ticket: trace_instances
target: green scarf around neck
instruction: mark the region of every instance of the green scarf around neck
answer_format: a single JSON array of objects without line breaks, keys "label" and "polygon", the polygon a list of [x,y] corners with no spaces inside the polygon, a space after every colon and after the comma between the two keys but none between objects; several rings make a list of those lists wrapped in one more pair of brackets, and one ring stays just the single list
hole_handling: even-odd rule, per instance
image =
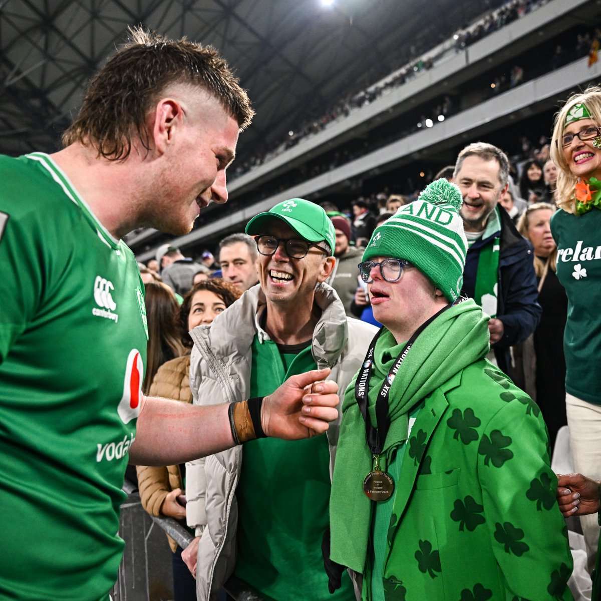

▸ EXERCISE AIM: Write out every line of the rows above word for word, leaving out the pictures.

▸ THE RESPONSE:
ticket: trace_instances
target: green scarf around neck
instruction: mark the region of every instance of the green scarf around neck
answer_format: a single JSON array of objects without line breaks, keys "label" and "polygon", the polygon a list of [x,y] corners with no spaces inside the polygon, a space after every colon and after the comma between the two keys but none between objects; several rings make a list of those lists wrapped in one more pair of brackets, and one ring stays just the single list
hole_handling: even-odd rule, per instance
image =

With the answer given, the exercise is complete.